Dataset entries
== == ==

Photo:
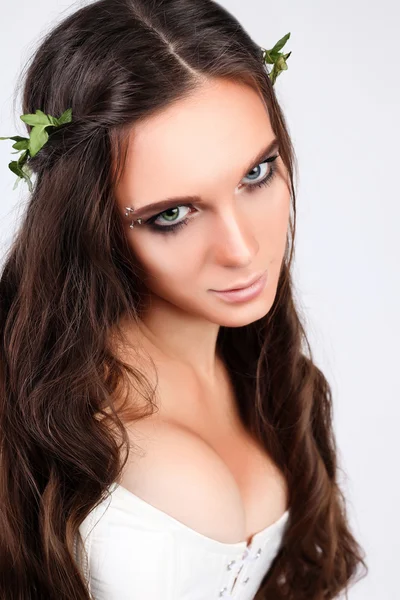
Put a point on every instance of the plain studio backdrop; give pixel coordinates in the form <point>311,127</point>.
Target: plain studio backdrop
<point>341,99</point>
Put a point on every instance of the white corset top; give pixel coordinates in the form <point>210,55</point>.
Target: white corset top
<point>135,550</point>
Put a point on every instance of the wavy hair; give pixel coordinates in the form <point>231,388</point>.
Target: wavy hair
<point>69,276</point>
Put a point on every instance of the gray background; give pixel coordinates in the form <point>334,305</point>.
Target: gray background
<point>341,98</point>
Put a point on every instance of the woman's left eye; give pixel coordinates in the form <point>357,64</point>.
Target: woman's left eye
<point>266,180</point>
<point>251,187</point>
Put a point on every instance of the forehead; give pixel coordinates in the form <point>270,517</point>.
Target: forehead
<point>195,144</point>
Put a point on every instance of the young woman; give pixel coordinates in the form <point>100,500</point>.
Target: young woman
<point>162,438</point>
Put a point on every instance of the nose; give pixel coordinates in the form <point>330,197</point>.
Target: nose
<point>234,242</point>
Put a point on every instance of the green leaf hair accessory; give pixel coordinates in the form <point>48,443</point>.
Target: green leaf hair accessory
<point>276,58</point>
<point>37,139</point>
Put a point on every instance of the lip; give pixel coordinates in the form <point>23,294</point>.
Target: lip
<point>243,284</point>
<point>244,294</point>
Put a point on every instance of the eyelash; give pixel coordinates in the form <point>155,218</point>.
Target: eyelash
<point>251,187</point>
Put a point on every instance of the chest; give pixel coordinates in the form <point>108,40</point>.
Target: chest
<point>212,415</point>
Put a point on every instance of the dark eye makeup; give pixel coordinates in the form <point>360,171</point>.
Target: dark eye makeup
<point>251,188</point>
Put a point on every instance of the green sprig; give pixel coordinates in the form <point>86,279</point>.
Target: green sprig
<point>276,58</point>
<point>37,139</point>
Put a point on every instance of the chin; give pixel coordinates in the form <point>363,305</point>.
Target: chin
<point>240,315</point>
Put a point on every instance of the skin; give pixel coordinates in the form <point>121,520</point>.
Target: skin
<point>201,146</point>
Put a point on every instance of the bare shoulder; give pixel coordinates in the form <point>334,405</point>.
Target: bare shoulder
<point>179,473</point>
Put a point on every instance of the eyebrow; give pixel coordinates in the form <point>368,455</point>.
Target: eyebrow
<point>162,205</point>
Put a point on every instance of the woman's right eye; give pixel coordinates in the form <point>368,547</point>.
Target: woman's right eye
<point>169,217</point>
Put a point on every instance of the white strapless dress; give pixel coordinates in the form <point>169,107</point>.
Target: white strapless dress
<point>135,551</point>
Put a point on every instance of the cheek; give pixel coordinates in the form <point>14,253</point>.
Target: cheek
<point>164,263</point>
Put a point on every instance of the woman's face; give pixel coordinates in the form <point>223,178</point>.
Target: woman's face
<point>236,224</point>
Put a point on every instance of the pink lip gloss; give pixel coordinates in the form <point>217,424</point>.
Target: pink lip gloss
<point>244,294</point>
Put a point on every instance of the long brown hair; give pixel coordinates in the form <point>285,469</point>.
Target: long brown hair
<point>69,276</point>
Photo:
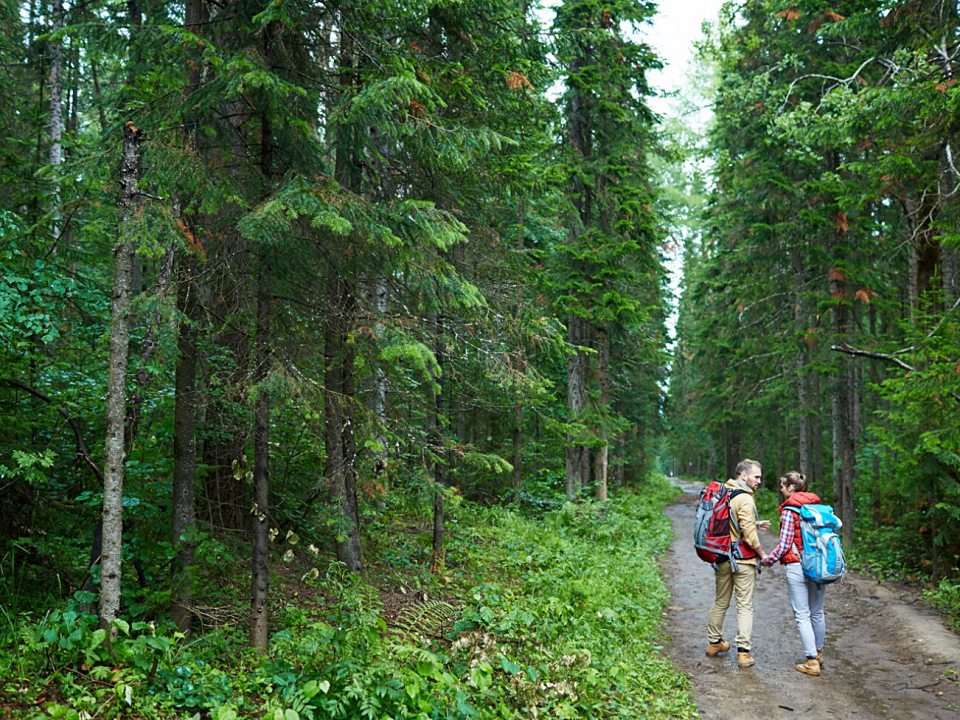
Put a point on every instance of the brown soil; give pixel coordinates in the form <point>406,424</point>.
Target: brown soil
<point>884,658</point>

== == ==

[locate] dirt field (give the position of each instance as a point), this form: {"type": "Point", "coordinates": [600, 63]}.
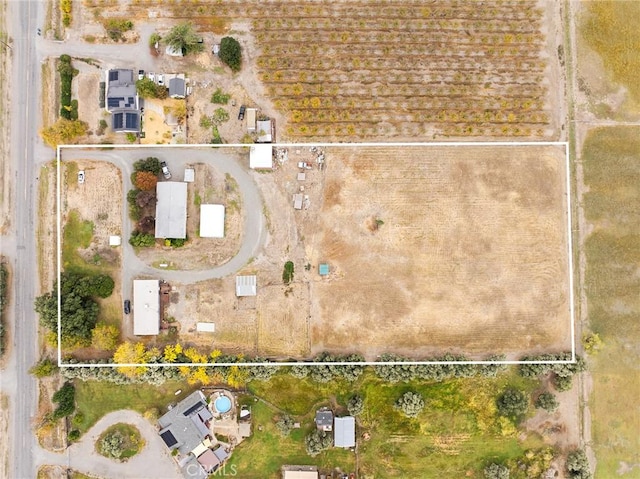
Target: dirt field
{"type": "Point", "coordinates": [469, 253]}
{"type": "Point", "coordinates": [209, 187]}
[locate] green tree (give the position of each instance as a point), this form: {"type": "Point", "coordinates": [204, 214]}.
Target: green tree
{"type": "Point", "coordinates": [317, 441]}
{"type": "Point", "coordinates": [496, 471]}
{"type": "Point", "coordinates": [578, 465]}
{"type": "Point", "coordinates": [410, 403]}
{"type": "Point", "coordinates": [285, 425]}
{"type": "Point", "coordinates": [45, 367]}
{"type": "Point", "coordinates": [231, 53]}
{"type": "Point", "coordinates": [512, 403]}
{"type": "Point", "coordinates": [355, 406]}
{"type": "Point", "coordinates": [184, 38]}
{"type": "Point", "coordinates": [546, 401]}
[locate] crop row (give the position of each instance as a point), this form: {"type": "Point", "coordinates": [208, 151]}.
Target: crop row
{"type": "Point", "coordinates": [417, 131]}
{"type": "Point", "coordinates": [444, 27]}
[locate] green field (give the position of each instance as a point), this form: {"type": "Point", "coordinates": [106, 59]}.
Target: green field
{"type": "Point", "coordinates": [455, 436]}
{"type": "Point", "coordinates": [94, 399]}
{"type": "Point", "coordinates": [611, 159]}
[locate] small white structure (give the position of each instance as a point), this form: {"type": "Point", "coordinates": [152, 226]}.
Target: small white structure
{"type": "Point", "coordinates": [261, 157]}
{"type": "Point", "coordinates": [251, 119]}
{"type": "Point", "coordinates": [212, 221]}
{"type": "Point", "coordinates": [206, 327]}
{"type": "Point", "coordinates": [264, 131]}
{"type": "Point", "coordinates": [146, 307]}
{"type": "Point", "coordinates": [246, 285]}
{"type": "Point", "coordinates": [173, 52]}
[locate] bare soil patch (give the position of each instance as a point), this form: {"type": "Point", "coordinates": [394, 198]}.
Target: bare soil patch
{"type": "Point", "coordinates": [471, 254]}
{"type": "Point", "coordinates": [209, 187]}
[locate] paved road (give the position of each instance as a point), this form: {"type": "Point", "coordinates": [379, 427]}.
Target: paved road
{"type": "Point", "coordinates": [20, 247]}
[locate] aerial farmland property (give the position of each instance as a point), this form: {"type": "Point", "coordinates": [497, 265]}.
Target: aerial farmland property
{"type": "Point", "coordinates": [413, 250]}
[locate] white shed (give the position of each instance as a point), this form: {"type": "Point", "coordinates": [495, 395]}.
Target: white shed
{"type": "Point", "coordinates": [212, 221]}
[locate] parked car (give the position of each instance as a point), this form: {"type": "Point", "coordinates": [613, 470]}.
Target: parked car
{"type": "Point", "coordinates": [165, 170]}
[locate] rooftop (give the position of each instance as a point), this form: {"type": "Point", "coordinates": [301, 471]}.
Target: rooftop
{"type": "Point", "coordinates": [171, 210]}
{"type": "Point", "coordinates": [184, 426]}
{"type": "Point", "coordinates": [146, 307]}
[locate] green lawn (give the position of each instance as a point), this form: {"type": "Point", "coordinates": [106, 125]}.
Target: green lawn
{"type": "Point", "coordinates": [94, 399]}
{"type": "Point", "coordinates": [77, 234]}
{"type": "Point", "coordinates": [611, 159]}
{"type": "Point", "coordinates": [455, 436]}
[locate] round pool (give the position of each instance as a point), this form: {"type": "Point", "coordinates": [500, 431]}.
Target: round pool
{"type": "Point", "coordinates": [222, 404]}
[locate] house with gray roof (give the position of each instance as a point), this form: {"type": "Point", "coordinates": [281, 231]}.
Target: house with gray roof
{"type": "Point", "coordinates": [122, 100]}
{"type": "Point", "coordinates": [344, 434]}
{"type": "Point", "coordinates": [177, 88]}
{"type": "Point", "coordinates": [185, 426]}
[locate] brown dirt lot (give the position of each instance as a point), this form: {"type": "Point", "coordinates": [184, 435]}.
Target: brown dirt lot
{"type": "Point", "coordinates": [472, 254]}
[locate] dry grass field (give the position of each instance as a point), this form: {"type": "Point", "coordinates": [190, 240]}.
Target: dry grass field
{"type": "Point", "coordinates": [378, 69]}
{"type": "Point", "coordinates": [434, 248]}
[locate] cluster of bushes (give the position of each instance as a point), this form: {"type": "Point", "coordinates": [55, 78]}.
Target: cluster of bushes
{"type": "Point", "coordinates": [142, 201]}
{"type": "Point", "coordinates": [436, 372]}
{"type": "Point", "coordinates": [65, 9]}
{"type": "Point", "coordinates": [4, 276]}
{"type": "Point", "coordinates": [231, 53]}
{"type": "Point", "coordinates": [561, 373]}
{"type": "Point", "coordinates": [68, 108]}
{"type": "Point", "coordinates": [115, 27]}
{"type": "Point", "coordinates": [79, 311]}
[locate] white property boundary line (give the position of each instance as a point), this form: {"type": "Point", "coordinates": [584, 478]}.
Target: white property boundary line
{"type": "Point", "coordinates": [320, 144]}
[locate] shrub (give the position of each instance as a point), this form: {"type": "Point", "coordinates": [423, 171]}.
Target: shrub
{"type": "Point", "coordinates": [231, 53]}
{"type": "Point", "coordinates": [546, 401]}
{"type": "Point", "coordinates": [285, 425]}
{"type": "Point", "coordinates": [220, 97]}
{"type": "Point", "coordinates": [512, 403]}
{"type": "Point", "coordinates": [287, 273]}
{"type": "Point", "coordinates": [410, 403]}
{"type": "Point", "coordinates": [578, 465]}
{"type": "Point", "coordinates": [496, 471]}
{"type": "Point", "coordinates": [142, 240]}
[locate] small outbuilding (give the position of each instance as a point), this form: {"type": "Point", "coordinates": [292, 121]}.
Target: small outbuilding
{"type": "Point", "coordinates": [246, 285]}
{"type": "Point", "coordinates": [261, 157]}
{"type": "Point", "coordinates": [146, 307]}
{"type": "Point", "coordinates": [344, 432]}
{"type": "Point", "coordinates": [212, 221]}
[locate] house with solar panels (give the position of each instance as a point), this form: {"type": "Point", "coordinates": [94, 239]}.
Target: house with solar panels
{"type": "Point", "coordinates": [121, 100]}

== == ==

■ **Your instructions**
Return exactly, and only, the lines above starting at the line that contains "[locate] green lawn" and ending at the line that contains "[locate] dry grass".

■ **Exercise solution**
[locate] green lawn (give the position of each instance as a point), this form: {"type": "Point", "coordinates": [106, 125]}.
Target: green lawn
{"type": "Point", "coordinates": [94, 399]}
{"type": "Point", "coordinates": [77, 234]}
{"type": "Point", "coordinates": [611, 159]}
{"type": "Point", "coordinates": [455, 436]}
[locate] round pool (give the position of each instance as a point), this form: {"type": "Point", "coordinates": [500, 431]}.
Target: round pool
{"type": "Point", "coordinates": [222, 404]}
[locate] house with gray roof (give the position of each instance as a point), this form: {"type": "Point", "coordinates": [281, 231]}.
Target: house with gray roof
{"type": "Point", "coordinates": [122, 100]}
{"type": "Point", "coordinates": [344, 434]}
{"type": "Point", "coordinates": [177, 88]}
{"type": "Point", "coordinates": [185, 426]}
[locate] brown dirt lot (give the position of each instance as a point), this form: {"type": "Point", "coordinates": [184, 435]}.
Target: brown dirt lot
{"type": "Point", "coordinates": [472, 254]}
[locate] dry grass field (give the position of each instance as a point), this form: {"type": "Point", "coordinates": [190, 240]}.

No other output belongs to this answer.